_Records for processing:_
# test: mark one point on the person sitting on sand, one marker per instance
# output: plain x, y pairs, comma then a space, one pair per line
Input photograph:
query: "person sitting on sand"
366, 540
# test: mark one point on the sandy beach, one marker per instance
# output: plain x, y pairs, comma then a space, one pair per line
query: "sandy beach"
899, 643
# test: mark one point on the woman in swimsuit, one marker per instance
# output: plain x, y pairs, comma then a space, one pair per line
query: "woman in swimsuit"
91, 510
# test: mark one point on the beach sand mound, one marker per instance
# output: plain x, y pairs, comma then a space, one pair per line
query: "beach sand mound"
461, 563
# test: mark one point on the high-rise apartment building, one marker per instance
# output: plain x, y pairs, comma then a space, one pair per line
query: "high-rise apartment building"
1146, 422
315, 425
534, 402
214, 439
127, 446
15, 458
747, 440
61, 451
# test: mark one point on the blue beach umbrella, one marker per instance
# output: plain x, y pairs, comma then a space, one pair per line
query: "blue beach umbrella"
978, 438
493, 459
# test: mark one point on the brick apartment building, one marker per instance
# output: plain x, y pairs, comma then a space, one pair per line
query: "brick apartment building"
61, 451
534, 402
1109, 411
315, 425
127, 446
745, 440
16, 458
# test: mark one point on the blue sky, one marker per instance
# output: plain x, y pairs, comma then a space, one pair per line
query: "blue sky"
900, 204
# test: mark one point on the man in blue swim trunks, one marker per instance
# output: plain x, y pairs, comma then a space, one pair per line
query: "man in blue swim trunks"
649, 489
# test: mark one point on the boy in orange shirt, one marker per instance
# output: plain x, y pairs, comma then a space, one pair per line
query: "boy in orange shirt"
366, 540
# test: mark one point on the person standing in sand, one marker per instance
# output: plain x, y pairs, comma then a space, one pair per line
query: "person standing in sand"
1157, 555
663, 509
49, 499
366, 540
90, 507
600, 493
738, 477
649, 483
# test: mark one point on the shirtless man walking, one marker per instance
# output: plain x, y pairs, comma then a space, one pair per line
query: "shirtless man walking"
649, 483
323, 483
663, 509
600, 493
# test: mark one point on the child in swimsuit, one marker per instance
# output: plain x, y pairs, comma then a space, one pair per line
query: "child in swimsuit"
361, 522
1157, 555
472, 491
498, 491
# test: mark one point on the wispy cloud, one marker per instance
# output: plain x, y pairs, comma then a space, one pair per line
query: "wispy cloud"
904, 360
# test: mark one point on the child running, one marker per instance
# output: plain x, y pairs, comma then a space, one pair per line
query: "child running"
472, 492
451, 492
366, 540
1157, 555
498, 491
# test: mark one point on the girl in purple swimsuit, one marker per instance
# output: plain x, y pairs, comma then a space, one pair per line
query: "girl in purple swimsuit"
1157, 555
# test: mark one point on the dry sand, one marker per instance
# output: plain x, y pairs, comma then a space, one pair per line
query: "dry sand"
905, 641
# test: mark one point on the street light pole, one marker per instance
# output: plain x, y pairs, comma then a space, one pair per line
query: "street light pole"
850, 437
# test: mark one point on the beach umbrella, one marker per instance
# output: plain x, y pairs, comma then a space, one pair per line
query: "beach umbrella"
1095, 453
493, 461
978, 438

_Activity:_ I'd like every record written out exactly as given.

_Reply:_
# test: mark one point on the person sitting on sand, one marker per instance
# output: plain x, y pairs, comma then a space, one pair per line
Input photograph:
query: "person sitting on sand"
366, 540
# test: mark one point on the sandy beach, one marker per instance
# output: plain x, y pairs, comma then a space, one pair per line
query: "sandy beach"
899, 643
# test: mark one point on the woman in swimsuit, one marker per instance
# output: plain x, y pairs, comma then a space, one pair per line
query: "woman in swimsuit"
91, 510
# test: mark one point on the beach sand mound, one marker per instance
# output: plain x, y pairs, comma then a space, one pair per line
query: "beach sand mound"
461, 563
# test: mark one point on the high-rise apartment building, one marker per instance
# output: plain x, y pairs, comma then a space, one pair per line
query: "high-rise apartment building"
1146, 422
315, 425
534, 402
214, 439
127, 446
15, 458
747, 440
61, 451
# test: mark one point on the blue beach umbrella, one marker per instance
# output: plain x, y pairs, comma then a space, one pair per line
query: "blue beach umbrella"
978, 438
493, 459
# test: mark one point on the brick apartment building, one marker per instance
# output: plain x, y pairs, comma then a space, one pair per line
query: "brick apartment building"
61, 451
534, 402
1109, 411
315, 425
127, 446
745, 440
16, 458
# test: mark one point on the blue sky, one marker per instance
# output: plain x, y pairs, comma then a space, one pair per line
query: "blue sky"
900, 204
# test: mark one point on the man in blue swim trunks, one marker per instance
# output: plain x, y pairs, comma then a space, one pair per line
query: "man in blue swim trunks"
649, 489
# test: mark one point on the boy in orange shirt, one marker per instance
# output: plain x, y pairs, comma then a space, one pair per line
query: "boy in orange shirt"
366, 540
# test: mark one point on the person standing in sand, one marker per instance
# output: plain x, y pairs, comma then a space, one pair per line
query: "person standing in sand"
1157, 555
663, 509
49, 499
366, 540
90, 507
600, 493
738, 477
649, 483
# test: mark one point on the shirtless man walking, one marker per instance
# output: plain x, y pairs, comma then a space, one pair per line
query: "shirtless man walking"
649, 483
323, 483
663, 509
600, 493
# test: mark one point on the child in swimsuit, one marker per instance
# output: plain x, y pairs, comma then a space, one pair per line
query: "child in swimsuit"
361, 522
1157, 555
472, 491
498, 491
# test: mark one point on the wispy cloud, one marker per instance
# output: plain x, y pairs, comma then a space, one pair per line
query: "wispy cloud"
904, 360
# test: mark one point on the child running, one marker per instance
# output: plain x, y pairs, comma then a space, one pair per line
query: "child running"
472, 492
451, 492
366, 540
1157, 555
498, 491
# test: mark one point on the girl in purple swimsuit, one marker per instance
# output: plain x, y pairs, comma then a space, one pair per line
query: "girl in purple swimsuit"
1157, 555
# test: mark one point on the dry sand, one marker per instance
# output: plain x, y pairs, comma then a space, one pair per line
query: "dry sand"
905, 641
# test: mark one point on the street light pole, one marker per instance
# output: plain x, y pairs, comma then a space, one pair per line
query: "street light pole"
850, 437
# test: mark one point on the beach umbrella, one marker per instance
# output: plain x, y pairs, comma then a space, one pair per line
query: "beach umbrella"
1095, 453
493, 461
978, 438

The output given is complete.